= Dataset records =
━━━
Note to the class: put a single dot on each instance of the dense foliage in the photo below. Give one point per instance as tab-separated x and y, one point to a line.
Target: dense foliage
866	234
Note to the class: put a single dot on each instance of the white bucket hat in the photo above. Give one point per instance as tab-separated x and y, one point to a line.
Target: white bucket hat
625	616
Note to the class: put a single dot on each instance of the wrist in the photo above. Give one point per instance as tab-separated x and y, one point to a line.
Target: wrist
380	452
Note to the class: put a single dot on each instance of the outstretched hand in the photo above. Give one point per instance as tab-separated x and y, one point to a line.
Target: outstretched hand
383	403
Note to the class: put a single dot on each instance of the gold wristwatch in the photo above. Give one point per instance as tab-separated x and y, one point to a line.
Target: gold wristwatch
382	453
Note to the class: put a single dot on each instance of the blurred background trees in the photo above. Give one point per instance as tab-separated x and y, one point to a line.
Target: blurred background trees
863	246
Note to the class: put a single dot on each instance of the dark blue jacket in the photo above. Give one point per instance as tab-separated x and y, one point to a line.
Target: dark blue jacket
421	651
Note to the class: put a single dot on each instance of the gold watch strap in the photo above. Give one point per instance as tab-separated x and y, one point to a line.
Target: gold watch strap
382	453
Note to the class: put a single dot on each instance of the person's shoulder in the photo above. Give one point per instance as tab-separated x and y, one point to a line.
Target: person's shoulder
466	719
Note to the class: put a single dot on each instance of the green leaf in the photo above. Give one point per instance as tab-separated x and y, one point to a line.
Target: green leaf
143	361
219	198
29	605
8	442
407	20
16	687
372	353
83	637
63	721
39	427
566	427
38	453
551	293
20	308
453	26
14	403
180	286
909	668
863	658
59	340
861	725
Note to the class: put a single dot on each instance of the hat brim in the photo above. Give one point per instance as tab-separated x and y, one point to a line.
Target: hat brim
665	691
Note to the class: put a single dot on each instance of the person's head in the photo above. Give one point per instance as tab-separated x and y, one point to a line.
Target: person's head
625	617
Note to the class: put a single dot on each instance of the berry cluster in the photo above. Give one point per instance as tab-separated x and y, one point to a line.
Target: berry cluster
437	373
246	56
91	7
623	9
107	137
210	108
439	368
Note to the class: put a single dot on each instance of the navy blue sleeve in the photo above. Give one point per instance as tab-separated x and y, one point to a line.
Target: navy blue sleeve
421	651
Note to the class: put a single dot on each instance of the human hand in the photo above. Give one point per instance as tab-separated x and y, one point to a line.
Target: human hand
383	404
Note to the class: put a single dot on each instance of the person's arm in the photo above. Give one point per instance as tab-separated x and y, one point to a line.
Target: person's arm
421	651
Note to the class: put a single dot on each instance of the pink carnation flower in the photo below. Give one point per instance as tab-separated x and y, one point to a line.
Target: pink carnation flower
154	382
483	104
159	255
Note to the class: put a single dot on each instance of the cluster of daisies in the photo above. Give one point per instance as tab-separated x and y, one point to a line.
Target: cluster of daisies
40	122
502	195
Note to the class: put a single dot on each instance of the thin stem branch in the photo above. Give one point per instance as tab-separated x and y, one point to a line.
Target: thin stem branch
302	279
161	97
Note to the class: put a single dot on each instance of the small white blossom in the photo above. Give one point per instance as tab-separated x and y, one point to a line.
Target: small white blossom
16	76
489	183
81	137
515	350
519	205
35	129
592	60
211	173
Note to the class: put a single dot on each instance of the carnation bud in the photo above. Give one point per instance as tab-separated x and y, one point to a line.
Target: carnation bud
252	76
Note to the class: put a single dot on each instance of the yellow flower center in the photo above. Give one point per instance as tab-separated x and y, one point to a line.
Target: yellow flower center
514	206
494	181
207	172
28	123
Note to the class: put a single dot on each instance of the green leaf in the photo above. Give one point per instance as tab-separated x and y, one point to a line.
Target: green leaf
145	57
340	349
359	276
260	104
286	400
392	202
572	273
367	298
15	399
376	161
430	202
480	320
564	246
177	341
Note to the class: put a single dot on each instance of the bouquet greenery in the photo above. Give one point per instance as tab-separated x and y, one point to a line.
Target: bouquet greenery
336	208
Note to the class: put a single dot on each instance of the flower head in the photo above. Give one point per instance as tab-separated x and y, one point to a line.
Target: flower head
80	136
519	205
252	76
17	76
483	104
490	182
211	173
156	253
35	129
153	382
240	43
━━━
= DO THIS =
Please output the whole listing above, line for line, with nothing changed.

= OUTPUT BELOW =
Note to the class: put a single dot on each instance of the dense foliage in the photo below. Give one point per instance as tab-separated x and y, one point to a line.
Target: dense foliage
866	234
Note to the class: put a single dot on each instance of the white bucket hat in the photo above. Give one point per instance as tab-separated x and y, one point to a line.
Target: white bucket hat
625	616
Note to the class: put a single dot on each instance of the wrist in the photo above. Give one point per instance as tab-separated x and y, one point to a line.
Target: wrist
380	452
Note to the class: put a single dot on each instance of the outstretched hand in the photo above. Give one point per instance as tab-separated x and y, one point to a line.
Target: outstretched hand
383	403
Note to the class: put a single dot on each instance of the gold wristwatch in the photo above. Give one point per instance as tab-separated x and y, one point to a line.
Target: gold wristwatch
382	453
Note to the class: put a single dot on each instance of the blurred background trees in the photo above. Give one point per instance as tab-separated x and y, one point to a line.
Target: blurred background trees
863	246
Note to the class: put a single dot on each instance of the dark blue jacket in the photo above. Give one point per instance as tab-separated x and y, one point to a line.
Target: dark blue jacket
421	651
Note to the class: put a single dot on each instance of the gold watch strap in the photo above. Give one point per instance as tab-separated x and y, one point to a line.
Target: gold watch strap
382	453
Note to the class: put a single dot on each instance of the person's shoulder in the photo above. Give one point per instance as tab-separated x and y, one point to a line.
Target: person's shoulder
466	719
Note to the class: put a single dot on each instance of the green leaf in the photo above. Give one point per instance as tab-separated x and y, one point to a line.
Target: green leaf
143	361
219	198
29	605
8	442
407	20
16	687
372	353
83	637
63	721
39	427
566	427
38	453
551	293
20	308
453	26
14	403
180	286
909	668
863	658
59	340
861	725
Note to the class: put a single dot on each instance of the hat brim in the photo above. Give one point per instance as tab-separated x and y, one point to a line.
Target: hat brim
665	691
Note to the class: put a single dot on each instance of the person's head in the photo above. Give one point per instance as tab-separated x and y, one point to a line.
Target: person's head
625	617
Note to the class: put a single dot on each instance of the berry cluster in the photo above. Give one point per instance as tab-separated x and y, one point to a line.
Target: berry cluster
437	373
246	56
91	7
623	9
107	137
210	108
439	368
Note to the class: put a single dot on each instance of the navy blue sleeve in the photo above. Give one point per instance as tab-separated x and y, one point to a line.
Target: navy blue sleeve
421	651
Note to the class: put a single dot on each instance of the human hand in the photo above. Give one point per instance as tab-separated x and y, one point to a line.
Target: human hand
383	404
Note to the class: put a single dot on each instance of the person's arm in the photo above. Give one point per instance as tab-separated x and y, one point to a line.
Target: person's arm
421	651
Note to the class: put a single dot on each instance of the pink carnation flower in the photo below. Give one point per instance as tab-separated x and y, one point to a line.
Target: pink carnation flower
154	382
483	104
159	255
Note to the class: put a single dot on each instance of the cluster of daisies in the photo above. Give one point per instance as tab-separated x and y, one point to a line.
Target: cluster of daisies
40	122
502	195
Note to the class: put a single dot on each instance of the thin stem branch in the photo above. Give one point per instance as tab-separated x and y, one point to a line.
Target: thin stem branch
302	279
161	97
Note to the class: put a single dot on each instance of the small white blossom in the photo above. Give one point per instance as tab-separated x and y, one point to a line.
Target: small white blossom
16	76
489	183
81	137
515	350
519	205
35	129
592	60
211	173
Note to the class: put a single dot on each instance of the carnation bud in the photo above. Give one point per instance as tab-separated x and y, one point to a line.
Target: carnation bud
252	76
Note to the class: put a single dot on each instance of the yellow flower center in the photo above. Give one point per instance as tab-separated x and y, one point to a line.
Target: yellow flower center
514	206
494	181
207	172
28	123
Note to the class: put a single dot on each instance of the green leaf in the photo above. Give one point per instance as tab-separated x and y, one point to a line.
Target: green leaf
145	57
340	349
359	276
260	104
286	400
392	202
572	273
367	298
15	399
376	161
430	202
480	320
564	246
177	341
Note to the class: put a single dot on each instance of the bouquet greenery in the photo above. Give one point per instance as tab-separated x and y, one point to a line.
Target: bouquet greenery
336	208
Note to the class: put a single dot on each instance of the flower head in the photo above. Give one point per instance as tab-separated x and y, one point to a line.
Target: flower head
80	136
519	205
252	76
17	76
483	104
490	182
211	173
156	253
35	129
153	382
240	43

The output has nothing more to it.